**Document text**
If the force = True keyword is provided, the stream will be closed.

Note

This close() method is non-standard. del NamedStream always closes the underlying stream.

property closed

True if stream is closed.

fileno()[source]

Return the underlying file descriptor (an integer) of the stream if it exists.

An IOError is raised if the IO object does not use a file descriptor.

flush()[source]

Flush the write buffers of the stream if applicable.

This does nothing for read-only and non-blocking streams. For file objects one also needs to call os.fsync() to write contents to disk.

readable()[source]

Return True if the stream can be read from.

If False, read() will raise IOError.

readline()[source]

Read and return a line from the stream.

If size is specified, at most size bytes will be read.

The line terminator is always b’n’ for binary files; for text files, the newlines argument to open can be used to select the line terminator(s) recognized.

reset()[source]

Move to the beginning of the stream

seek(offset, whence=0)[source]

Change the stream position to the given byte offset .

Parameters
  • offset (int) – offset is interpreted relative to the position indicated by whence.

  • whence ({0, 1, 2} (optional)) –

    Values for whence are:

    • io.SEEK_SET or 0 – start of the stream (the default); offset should be zero or positive

    • io.SEEK_CUR or 1 – current stream position; offset may be negative

    • io.SEEK_END or 2 – end of the stream; offset is usually negative

Returns

the new absolute position in bytes.

Return type

int

seekable()[source]

Return True if the stream supports random access.

If False, seek(), tell() and truncate() will raise IOError.

tell()[source]

Return the current stream position.

truncate(*size)[source]

Truncate the stream’s size to size.

Parameters

size (int (optional)) – The size defaults to the current position (if no size argument is supplied). The current file position is not changed.

writable()[source]

Return True if the stream can be written to.

If False, write() will raise IOError.

MDAnalysis.lib.util.isstream(obj)[source]

Detect if obj is a stream.

We consider anything a stream that has the methods

  • close()

**Provided records**
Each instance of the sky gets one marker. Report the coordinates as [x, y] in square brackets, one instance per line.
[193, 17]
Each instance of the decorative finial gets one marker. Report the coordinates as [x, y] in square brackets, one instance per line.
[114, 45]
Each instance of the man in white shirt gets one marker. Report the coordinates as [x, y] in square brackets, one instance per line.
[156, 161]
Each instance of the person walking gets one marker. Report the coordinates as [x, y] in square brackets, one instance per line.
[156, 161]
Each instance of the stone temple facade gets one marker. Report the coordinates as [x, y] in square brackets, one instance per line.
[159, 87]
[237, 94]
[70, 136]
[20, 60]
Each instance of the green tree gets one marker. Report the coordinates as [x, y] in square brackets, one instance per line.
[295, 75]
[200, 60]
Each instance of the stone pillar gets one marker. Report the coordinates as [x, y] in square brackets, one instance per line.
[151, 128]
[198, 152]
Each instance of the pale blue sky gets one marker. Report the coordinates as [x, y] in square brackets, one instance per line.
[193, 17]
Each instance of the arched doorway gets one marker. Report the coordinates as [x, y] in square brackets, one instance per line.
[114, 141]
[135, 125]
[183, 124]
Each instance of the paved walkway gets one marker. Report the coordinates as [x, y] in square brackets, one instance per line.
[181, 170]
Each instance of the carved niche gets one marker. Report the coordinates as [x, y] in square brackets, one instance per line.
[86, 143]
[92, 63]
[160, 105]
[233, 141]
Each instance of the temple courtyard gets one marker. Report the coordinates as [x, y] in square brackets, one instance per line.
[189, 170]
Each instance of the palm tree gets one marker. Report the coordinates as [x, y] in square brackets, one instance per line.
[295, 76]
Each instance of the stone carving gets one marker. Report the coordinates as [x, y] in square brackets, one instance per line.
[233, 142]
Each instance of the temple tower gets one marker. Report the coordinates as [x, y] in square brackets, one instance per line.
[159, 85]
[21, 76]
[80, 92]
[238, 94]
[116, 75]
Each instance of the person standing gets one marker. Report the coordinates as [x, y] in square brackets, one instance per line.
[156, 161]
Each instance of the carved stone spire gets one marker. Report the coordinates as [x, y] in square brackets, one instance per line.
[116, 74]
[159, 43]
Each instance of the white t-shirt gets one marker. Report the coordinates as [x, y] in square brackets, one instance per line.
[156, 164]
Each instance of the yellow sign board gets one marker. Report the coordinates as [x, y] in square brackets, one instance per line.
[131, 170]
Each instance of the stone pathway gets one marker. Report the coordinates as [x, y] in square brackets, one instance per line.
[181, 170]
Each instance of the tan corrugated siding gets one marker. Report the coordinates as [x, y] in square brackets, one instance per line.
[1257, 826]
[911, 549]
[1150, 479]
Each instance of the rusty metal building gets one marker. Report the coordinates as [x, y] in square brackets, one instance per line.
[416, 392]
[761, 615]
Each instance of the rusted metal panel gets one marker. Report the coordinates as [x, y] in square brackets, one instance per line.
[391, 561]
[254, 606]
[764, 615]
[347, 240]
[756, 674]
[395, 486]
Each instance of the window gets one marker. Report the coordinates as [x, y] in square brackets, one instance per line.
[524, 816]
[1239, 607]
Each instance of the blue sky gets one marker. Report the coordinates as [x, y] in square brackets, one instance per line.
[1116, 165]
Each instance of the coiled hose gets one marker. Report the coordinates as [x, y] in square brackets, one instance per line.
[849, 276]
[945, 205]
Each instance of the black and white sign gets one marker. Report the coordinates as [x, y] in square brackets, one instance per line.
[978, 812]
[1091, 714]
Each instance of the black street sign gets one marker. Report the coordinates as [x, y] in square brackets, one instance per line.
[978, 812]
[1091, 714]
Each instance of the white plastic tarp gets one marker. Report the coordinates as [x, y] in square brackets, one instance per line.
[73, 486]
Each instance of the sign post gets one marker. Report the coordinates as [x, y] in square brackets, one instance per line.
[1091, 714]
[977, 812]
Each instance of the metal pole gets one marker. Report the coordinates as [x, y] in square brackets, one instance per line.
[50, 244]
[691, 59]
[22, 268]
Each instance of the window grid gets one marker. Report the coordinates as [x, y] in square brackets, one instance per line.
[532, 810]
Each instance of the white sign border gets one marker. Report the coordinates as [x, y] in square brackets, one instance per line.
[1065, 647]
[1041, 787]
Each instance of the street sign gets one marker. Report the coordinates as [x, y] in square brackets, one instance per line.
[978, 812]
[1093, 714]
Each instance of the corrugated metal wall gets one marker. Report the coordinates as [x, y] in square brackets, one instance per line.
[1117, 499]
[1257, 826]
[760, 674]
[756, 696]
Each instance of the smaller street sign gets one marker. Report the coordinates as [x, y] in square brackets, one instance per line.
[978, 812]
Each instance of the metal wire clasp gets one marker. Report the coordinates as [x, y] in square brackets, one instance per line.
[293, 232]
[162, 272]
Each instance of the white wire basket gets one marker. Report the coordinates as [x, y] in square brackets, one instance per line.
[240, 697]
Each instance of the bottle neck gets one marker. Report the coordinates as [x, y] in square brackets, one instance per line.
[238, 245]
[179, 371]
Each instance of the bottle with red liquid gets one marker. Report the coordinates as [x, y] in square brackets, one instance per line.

**Task requirements**
**a.** Write out the part of the stream documentation starting at "An IOError is" and ending at "read() will raise IOError.".
**b.** Turn only the lines of the entries starting at the line that contains "Each instance of the bottle neck" and ending at the last line of the entries into a numbered list, skipping blank lines.
The stream documentation and the entries have no connection to each other.

**Answers by task**
**a.**
An IOError is raised if the IO object does not use a file descriptor.

flush()[source]

Flush the write buffers of the stream if applicable.

This does nothing for read-only and non-blocking streams. For file objects one also needs to call os.fsync() to write contents to disk.

readable()[source]

Return True if the stream can be read from.

If False, read() will raise IOError.

**b.**
1. Each instance of the bottle neck gets one marker. Report the coordinates as [x, y] in square brackets, one instance per line.
2. [238, 245]
3. [179, 371]
4. Each instance of the bottle with red liquid gets one marker. Report the coordinates as [x, y] in square brackets, one instance per line.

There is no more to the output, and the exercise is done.